#### What you need to do:
The answer must consist of every line below that contains the word "before".

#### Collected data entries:

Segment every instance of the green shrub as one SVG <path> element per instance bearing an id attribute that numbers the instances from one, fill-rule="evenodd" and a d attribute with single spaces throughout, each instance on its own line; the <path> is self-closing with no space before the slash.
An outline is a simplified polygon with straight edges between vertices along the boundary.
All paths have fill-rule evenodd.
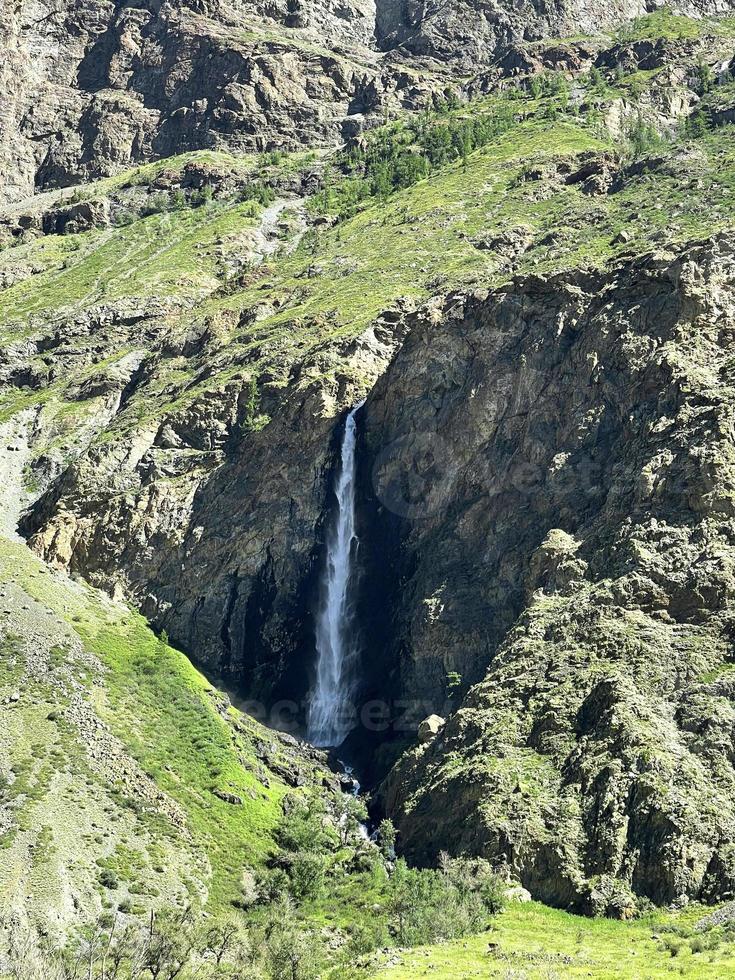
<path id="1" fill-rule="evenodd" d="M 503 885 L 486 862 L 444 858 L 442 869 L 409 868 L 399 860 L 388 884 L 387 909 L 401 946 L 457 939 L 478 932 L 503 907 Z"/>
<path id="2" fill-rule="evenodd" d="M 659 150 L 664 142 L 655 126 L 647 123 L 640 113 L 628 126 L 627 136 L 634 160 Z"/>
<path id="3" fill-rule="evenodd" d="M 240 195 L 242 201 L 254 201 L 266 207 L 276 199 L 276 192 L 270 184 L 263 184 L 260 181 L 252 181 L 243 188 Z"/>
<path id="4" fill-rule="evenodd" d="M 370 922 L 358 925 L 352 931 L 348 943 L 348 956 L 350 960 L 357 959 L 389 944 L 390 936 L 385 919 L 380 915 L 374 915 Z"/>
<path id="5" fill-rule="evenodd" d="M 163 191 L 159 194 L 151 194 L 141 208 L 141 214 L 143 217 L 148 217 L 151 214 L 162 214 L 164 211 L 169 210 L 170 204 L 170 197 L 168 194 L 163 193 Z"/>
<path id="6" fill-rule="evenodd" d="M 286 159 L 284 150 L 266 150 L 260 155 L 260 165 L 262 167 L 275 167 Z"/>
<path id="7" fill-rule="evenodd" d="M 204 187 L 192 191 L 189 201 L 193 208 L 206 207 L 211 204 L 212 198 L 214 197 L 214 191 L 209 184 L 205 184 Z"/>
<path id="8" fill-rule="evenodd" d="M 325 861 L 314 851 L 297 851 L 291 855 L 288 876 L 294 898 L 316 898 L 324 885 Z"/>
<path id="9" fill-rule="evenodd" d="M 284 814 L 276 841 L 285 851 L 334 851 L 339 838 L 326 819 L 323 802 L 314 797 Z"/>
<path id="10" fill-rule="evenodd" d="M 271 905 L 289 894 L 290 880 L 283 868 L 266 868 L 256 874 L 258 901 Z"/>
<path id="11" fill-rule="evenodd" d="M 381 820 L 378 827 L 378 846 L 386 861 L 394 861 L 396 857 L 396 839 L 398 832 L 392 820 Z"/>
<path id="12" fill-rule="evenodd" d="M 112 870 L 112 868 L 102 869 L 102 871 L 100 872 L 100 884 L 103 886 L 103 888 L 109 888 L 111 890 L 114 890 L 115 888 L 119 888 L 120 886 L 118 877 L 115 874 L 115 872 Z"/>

--

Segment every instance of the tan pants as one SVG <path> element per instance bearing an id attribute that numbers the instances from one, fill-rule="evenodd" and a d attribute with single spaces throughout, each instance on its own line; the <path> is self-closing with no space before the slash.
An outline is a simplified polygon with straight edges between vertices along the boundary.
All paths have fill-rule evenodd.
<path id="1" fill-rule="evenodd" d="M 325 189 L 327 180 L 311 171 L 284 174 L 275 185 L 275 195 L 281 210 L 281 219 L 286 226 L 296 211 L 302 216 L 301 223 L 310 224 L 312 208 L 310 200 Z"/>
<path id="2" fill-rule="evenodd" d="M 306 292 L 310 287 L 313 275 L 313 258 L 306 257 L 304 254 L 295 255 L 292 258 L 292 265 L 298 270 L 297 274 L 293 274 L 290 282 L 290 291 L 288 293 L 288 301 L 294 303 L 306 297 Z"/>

==

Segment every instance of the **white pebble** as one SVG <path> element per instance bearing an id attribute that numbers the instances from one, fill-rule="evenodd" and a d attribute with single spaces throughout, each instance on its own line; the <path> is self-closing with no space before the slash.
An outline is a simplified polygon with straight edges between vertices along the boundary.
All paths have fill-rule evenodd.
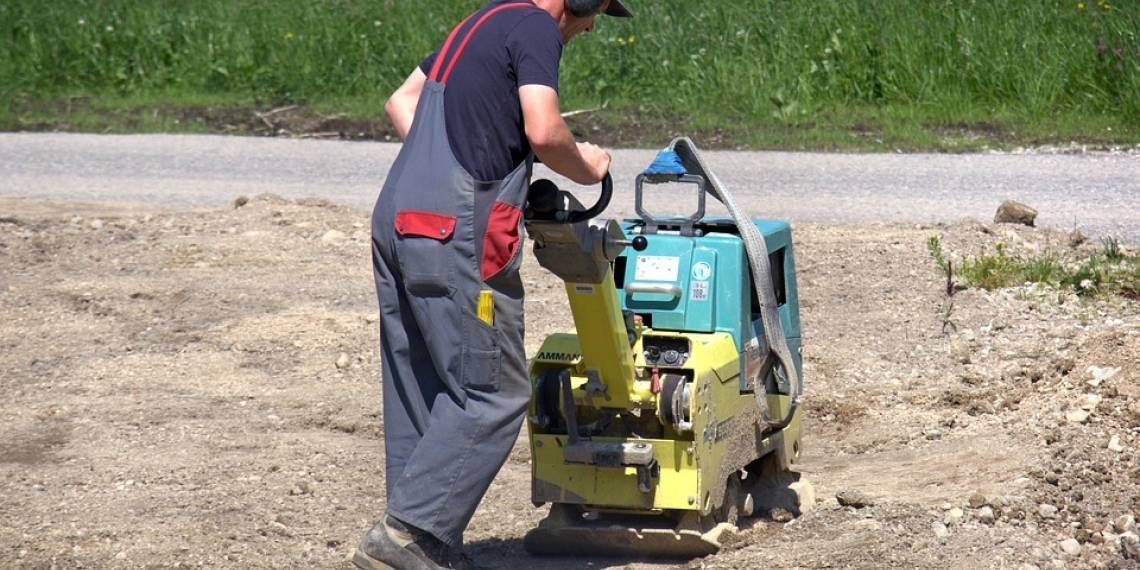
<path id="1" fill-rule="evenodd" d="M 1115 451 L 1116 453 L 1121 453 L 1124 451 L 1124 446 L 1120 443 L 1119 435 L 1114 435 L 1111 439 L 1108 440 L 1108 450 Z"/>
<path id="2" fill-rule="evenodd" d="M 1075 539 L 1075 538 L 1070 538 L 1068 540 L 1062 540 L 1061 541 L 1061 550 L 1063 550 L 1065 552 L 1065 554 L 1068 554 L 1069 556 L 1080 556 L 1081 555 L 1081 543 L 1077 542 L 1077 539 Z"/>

#### Answer:
Segment every instance of the green shrub as one SVG <path> element per instance bearing an id attribute that numbers the instances from one, fill-rule="evenodd" and a d attribute with single spaces throughout, each instance on its own line; the <path> is self-closing with no space before the slash.
Segment every instance of the tan pants as one SVG <path> element per instance bearing an id attribute that numbers the instances from one, fill-rule="evenodd" and a d attribute with single spaces throughout, each instance on its own line; the <path> is self-closing with no space before the slash.
Segment every instance of the **white pebble** as one SVG <path> element per instance bearing an id attribute that numbers the instances from one, fill-rule="evenodd" and a d attribute with single spaces throughout, each instance on its own line; the <path> is self-closing with no space before the slash.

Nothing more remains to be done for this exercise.